Recast every line of the items below as a Markdown table with the columns Row and Line, numbering the rows in order and leaving out blank lines.

Start of ITEMS

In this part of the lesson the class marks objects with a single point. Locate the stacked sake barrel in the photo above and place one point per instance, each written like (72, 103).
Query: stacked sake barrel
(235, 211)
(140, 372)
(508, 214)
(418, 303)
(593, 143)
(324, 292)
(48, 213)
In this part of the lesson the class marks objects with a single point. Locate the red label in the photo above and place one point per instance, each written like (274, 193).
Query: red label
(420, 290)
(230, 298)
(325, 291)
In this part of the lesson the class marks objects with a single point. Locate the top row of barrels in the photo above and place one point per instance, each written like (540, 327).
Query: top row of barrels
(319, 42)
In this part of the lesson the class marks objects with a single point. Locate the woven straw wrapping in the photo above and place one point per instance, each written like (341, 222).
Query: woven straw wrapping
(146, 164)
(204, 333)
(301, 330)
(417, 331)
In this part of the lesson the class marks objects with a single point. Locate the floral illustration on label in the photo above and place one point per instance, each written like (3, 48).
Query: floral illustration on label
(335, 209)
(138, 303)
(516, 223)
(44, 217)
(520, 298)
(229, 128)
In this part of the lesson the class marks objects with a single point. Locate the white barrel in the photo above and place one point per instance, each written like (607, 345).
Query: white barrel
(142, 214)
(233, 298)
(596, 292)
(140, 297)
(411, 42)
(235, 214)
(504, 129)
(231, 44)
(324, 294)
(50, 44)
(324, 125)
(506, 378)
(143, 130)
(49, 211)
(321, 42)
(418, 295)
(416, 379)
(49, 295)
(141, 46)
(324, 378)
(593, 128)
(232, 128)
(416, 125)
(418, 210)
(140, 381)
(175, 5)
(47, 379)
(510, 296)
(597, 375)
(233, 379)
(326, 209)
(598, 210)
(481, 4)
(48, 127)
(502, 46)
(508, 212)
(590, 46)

End of ITEMS

## TASK RESULT
| Row | Line |
|---|---|
| 1 | In this part of the lesson the class marks objects with a single point. Locate the stacked sake barrel in the photo above and place one point per instance, each written like (72, 103). |
| 2 | Query: stacked sake barrel |
| 3 | (235, 211) |
| 4 | (140, 372) |
| 5 | (508, 214) |
| 6 | (418, 303) |
| 7 | (593, 143) |
| 8 | (324, 292) |
| 9 | (48, 213) |
| 10 | In this part of the lesson the class marks objects with a single point. Locate the red label in the photo above and place one point per instance, each written like (274, 193). |
| 11 | Query: red label |
| 12 | (420, 290) |
| 13 | (230, 298) |
| 14 | (325, 291) |
| 15 | In this part of the lesson the class marks objects with a single point. Locate the top row of barrels in the photo above and place one point per instance, each written like (540, 327). |
| 16 | Query: top row of barrels |
| 17 | (319, 42) |
| 18 | In this part of the lesson the class marks objects with a single point. Locate the woven straw wrapping in the photo above and place one point per instance, each written like (341, 222). |
| 19 | Query: woven straw wrapping |
| 20 | (146, 164) |
| 21 | (204, 333) |
| 22 | (301, 330) |
| 23 | (417, 331) |
| 24 | In this part of the lesson the class marks objects with a single point. Locate the floral illustration on label in the photo above and place one point per instance, each written like (3, 48). |
| 25 | Query: floral illustration on label |
| 26 | (335, 209) |
| 27 | (138, 303) |
| 28 | (516, 223) |
| 29 | (44, 217) |
| 30 | (520, 298) |
| 31 | (229, 128) |
| 32 | In this part of the lesson the class marks objects with a single point. Locate the white barrel in the photo above and place one point per instance, each written like (607, 345). |
| 33 | Query: white barrel |
| 34 | (142, 214) |
| 35 | (233, 298) |
| 36 | (596, 292) |
| 37 | (140, 297) |
| 38 | (411, 42) |
| 39 | (235, 214) |
| 40 | (504, 129) |
| 41 | (231, 44) |
| 42 | (324, 294) |
| 43 | (50, 44) |
| 44 | (324, 125) |
| 45 | (506, 378) |
| 46 | (143, 130) |
| 47 | (49, 211) |
| 48 | (321, 42) |
| 49 | (418, 295) |
| 50 | (416, 379) |
| 51 | (49, 295) |
| 52 | (141, 46) |
| 53 | (324, 378) |
| 54 | (593, 128) |
| 55 | (232, 128) |
| 56 | (416, 125) |
| 57 | (418, 210) |
| 58 | (140, 381) |
| 59 | (175, 5) |
| 60 | (47, 379) |
| 61 | (510, 296) |
| 62 | (597, 375) |
| 63 | (233, 379) |
| 64 | (326, 209) |
| 65 | (598, 210) |
| 66 | (481, 4) |
| 67 | (48, 127) |
| 68 | (502, 46) |
| 69 | (508, 212) |
| 70 | (590, 46) |